EVEN DURING THE RAINY SEASON, it was always lovely weather in the highlands of Ethiopia, thirteen months of sunshine, just like the Ethiopian Tourist Organization’s motto declared. The sun continued to shine even through the downpours. I missed not having seasons in the year, though. I missed snow, the soft white bits of nothing that tasted cold on your tongue when you were six years old. I couldn’t explain snow to my students. We had hail in Emdeber once while I was there and I told them snow was like that only soft and white. Or like feathers but cold and it melted. I got puzzled looks. A friend sent me a photograph of her house in Minnesota buried up to its rafters in north country snow but still they didn’t understand.
     I missed autumn, too, with its changing colors. Here trees were always green, each day was like the one before it and the one to come, twelve hours of bright sun, clear skies, cool in the mornings and evenings, hot in the afternoons. Because it was always like that, it held no promise and no threat. It just was. There was a reminder of autumn, though, in the Meskal ceremony in early September.

▸ **Work to complete**
1 - Condense the paragraph of the Ethiopian highlands passage that begins "I missed autumn, too" into two or three sentences, keeping its main facts.
2 - Identify every line in the rows that contains the string "belt". Case counts.

▸ **Rows from a dataset**
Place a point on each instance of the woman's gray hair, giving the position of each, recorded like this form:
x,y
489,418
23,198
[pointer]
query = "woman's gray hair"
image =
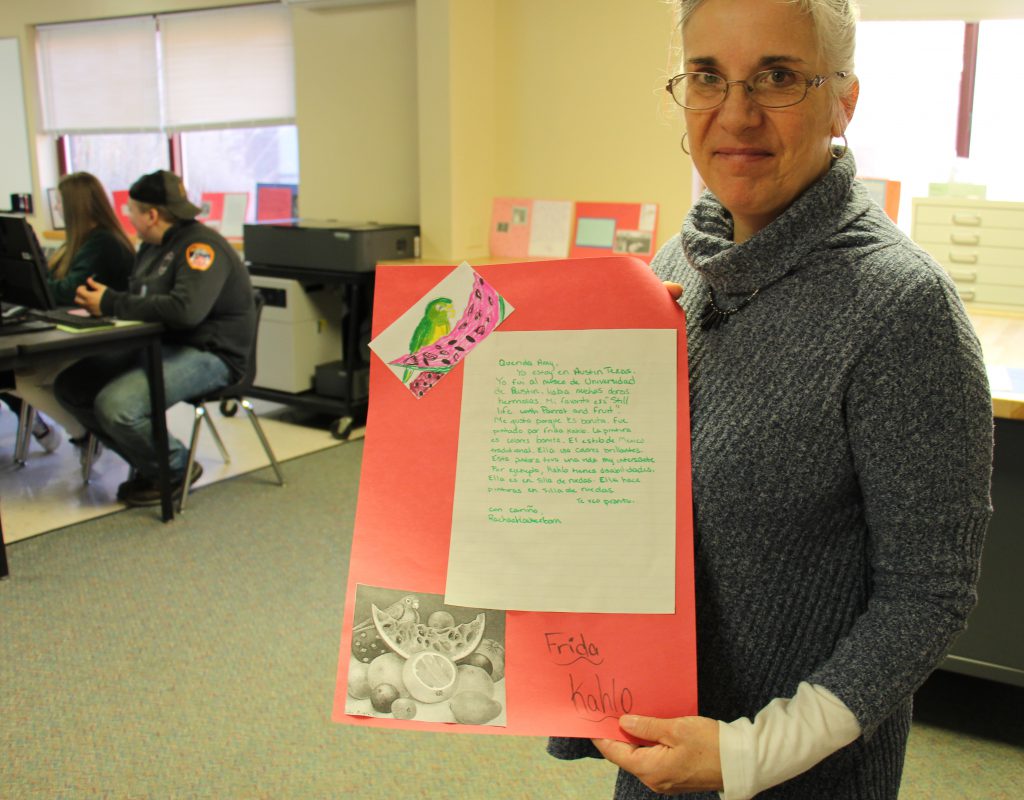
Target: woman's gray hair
x,y
836,27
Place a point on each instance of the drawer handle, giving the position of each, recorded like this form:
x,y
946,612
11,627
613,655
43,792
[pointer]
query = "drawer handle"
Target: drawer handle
x,y
965,239
964,259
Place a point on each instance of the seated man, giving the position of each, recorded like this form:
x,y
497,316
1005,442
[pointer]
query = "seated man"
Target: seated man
x,y
188,278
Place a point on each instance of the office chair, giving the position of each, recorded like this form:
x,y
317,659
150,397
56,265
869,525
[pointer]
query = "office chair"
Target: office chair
x,y
229,397
26,419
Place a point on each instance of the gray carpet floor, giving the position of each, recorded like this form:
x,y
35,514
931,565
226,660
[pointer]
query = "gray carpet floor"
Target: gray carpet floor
x,y
198,659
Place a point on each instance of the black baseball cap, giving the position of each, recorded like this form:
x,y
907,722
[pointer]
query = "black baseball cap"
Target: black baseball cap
x,y
164,188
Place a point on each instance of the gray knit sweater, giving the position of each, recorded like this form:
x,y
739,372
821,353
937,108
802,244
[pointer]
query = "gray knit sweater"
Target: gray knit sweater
x,y
842,437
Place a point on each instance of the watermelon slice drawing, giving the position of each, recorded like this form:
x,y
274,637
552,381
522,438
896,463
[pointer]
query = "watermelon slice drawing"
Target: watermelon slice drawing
x,y
484,310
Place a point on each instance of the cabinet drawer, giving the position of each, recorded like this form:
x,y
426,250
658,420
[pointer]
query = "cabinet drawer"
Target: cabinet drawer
x,y
991,295
969,216
995,276
970,237
972,257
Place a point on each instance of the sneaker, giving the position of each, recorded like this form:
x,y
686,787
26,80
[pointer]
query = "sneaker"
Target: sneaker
x,y
134,485
47,435
142,492
82,443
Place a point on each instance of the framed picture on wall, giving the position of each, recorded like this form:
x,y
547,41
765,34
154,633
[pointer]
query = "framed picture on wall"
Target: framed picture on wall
x,y
56,208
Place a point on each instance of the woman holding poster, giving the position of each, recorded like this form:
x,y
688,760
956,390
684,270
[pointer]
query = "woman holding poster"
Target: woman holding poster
x,y
841,431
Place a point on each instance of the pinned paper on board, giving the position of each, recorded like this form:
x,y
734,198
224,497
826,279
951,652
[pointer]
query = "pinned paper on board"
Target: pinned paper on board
x,y
521,227
441,329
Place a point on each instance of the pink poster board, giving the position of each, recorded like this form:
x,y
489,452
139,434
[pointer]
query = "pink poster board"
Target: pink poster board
x,y
561,673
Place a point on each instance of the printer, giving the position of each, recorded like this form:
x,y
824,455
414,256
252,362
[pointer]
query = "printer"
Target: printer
x,y
328,244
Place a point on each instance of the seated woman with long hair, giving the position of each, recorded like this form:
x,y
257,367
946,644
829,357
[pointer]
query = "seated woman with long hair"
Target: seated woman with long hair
x,y
95,246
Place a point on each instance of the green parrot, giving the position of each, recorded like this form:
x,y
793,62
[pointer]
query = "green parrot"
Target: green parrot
x,y
436,322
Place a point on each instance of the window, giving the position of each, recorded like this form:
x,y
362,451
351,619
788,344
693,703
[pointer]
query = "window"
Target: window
x,y
210,95
904,127
998,117
237,159
118,159
905,124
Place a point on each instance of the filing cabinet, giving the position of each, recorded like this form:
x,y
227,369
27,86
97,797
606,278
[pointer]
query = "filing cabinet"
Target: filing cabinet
x,y
980,244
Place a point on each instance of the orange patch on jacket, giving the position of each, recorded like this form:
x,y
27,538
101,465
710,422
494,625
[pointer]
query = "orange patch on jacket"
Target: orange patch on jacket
x,y
199,256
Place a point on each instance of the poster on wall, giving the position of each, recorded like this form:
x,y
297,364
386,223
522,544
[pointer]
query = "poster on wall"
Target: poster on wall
x,y
488,587
614,228
538,228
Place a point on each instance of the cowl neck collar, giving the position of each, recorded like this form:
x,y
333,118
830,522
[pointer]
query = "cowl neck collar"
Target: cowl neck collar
x,y
775,250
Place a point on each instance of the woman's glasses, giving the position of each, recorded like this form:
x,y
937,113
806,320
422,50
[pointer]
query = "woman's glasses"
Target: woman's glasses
x,y
769,88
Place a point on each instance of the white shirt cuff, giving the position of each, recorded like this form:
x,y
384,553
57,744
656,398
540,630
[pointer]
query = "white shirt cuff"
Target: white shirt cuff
x,y
786,738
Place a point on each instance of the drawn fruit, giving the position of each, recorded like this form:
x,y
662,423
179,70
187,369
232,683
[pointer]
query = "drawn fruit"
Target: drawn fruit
x,y
403,708
383,697
472,708
429,676
407,638
496,653
423,381
368,644
440,620
387,669
474,679
479,660
358,684
483,310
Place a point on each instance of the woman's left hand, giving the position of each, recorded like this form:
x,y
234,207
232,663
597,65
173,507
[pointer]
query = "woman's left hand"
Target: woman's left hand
x,y
89,295
684,758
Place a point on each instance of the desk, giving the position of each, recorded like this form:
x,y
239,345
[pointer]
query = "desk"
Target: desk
x,y
350,410
24,349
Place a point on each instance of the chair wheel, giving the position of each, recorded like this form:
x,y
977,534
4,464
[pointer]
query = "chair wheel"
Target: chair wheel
x,y
340,428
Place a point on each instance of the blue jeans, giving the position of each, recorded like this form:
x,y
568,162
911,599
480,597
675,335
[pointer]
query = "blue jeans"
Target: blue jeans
x,y
110,395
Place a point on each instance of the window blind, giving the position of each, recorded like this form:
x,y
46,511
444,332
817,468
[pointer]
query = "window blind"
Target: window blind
x,y
99,77
227,68
215,69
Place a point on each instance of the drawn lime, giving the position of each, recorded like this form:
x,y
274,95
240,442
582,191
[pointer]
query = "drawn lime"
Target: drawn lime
x,y
403,708
429,676
383,697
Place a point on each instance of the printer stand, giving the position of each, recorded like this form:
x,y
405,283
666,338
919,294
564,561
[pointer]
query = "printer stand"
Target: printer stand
x,y
350,411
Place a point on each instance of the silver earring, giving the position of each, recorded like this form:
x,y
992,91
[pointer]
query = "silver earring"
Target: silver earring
x,y
837,153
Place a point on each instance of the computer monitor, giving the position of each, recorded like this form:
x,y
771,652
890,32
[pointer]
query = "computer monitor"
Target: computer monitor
x,y
23,266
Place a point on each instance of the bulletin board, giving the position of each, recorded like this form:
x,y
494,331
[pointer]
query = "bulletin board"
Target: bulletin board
x,y
15,166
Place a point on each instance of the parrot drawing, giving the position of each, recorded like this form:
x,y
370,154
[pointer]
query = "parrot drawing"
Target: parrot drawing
x,y
436,322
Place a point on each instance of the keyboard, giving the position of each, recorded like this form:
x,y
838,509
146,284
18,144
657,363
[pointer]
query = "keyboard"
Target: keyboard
x,y
25,326
69,319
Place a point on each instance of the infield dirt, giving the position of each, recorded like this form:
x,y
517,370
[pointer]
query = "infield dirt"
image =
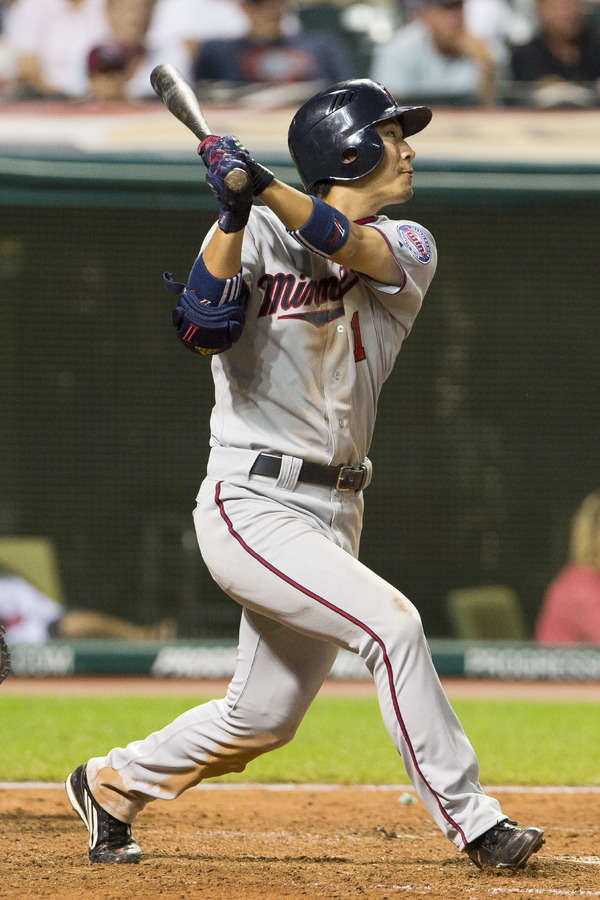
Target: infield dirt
x,y
329,843
240,843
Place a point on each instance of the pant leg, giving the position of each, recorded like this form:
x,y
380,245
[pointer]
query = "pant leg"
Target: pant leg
x,y
278,674
289,565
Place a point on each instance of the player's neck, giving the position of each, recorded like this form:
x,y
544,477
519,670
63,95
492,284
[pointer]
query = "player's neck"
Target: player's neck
x,y
354,204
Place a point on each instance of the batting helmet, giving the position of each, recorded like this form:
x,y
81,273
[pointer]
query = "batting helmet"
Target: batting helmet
x,y
331,137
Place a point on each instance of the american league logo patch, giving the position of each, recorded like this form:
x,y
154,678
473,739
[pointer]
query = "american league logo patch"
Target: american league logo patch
x,y
415,240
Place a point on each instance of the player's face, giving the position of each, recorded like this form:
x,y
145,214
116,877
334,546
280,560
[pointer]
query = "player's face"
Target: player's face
x,y
393,175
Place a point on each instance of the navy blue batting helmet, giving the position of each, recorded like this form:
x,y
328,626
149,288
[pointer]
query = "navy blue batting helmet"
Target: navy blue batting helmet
x,y
331,137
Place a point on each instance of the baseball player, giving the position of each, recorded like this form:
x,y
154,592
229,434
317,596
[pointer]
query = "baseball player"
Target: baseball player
x,y
304,302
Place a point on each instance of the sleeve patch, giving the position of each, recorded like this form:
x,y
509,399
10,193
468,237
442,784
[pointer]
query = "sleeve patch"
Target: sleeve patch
x,y
416,242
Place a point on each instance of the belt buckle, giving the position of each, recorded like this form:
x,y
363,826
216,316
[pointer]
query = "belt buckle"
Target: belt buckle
x,y
351,478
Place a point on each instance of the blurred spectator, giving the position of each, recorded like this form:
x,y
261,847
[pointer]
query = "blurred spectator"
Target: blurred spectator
x,y
110,67
8,57
359,24
178,27
570,611
119,67
560,66
269,56
435,57
51,40
30,617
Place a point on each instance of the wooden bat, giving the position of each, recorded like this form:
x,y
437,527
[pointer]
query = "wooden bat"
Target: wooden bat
x,y
179,98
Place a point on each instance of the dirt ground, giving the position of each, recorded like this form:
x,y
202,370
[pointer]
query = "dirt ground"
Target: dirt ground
x,y
233,842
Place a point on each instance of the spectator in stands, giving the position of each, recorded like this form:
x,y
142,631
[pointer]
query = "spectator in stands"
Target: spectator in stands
x,y
110,66
269,56
51,40
435,56
561,64
30,617
570,611
178,27
119,67
8,58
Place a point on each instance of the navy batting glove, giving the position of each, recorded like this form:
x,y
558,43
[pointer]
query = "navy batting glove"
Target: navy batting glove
x,y
213,148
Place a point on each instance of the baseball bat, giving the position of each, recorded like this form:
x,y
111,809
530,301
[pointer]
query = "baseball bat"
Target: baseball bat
x,y
179,98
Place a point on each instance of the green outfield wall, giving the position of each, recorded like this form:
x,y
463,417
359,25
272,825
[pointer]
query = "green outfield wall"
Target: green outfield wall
x,y
488,429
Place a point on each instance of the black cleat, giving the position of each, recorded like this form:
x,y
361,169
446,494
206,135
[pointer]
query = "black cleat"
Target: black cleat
x,y
110,840
504,846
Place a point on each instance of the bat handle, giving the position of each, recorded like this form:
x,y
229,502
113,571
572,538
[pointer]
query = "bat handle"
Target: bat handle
x,y
237,180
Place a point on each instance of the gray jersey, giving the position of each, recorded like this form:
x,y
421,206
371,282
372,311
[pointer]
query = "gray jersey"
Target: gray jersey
x,y
307,314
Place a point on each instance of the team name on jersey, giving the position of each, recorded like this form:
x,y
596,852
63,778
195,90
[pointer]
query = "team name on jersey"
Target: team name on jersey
x,y
284,292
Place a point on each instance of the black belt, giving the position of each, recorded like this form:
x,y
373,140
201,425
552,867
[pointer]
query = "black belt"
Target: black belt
x,y
342,478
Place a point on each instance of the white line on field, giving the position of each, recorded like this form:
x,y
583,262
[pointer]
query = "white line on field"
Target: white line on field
x,y
284,786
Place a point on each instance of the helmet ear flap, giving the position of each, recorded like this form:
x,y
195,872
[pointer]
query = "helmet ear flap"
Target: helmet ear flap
x,y
331,137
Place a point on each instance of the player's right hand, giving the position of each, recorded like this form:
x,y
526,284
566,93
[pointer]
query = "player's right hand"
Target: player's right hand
x,y
213,148
222,156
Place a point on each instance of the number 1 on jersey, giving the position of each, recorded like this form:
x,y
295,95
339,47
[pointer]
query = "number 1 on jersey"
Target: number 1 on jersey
x,y
359,350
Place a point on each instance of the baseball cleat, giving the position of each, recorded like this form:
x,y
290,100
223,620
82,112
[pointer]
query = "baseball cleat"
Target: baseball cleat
x,y
504,846
110,839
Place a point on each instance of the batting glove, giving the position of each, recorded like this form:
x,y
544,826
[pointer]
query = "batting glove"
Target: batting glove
x,y
221,155
212,147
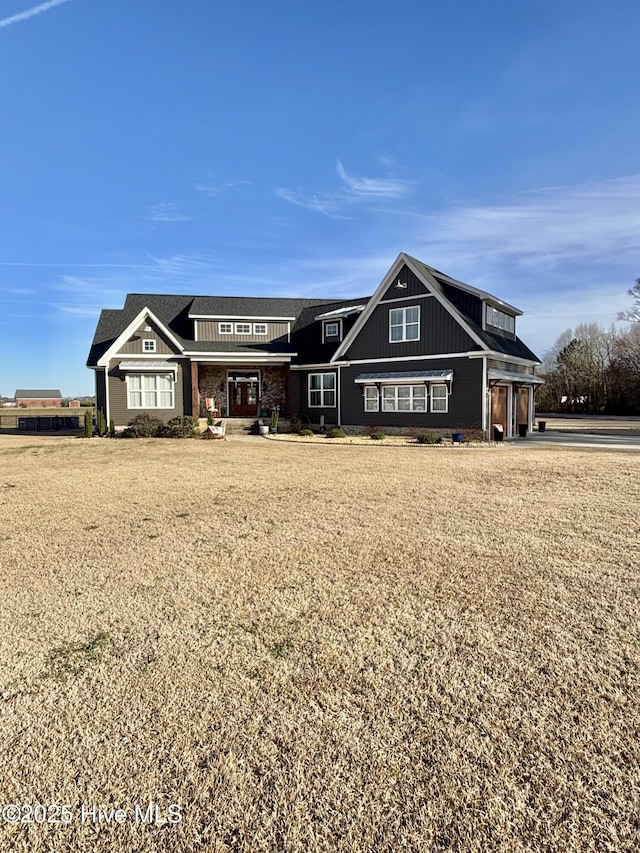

▸ **Answers provided**
1 - The writer missed autumn and its changing colors, since in Ethiopia the trees stayed green and every day was alike: twelve hours of bright sun, clear skies, cool mornings and evenings, and hot afternoons. Because the weather never changed, it held no promise and no threat. The Meskal ceremony in early September was a reminder of autumn.

2 -
Place a point on each instance of the belt buckle, giving the position of each, recorded like this form:
query = "belt buckle"
Target: belt buckle
Place a point on each instance of the black belt, giving the position of each, recorded like this form:
query = "black belt"
Target: black belt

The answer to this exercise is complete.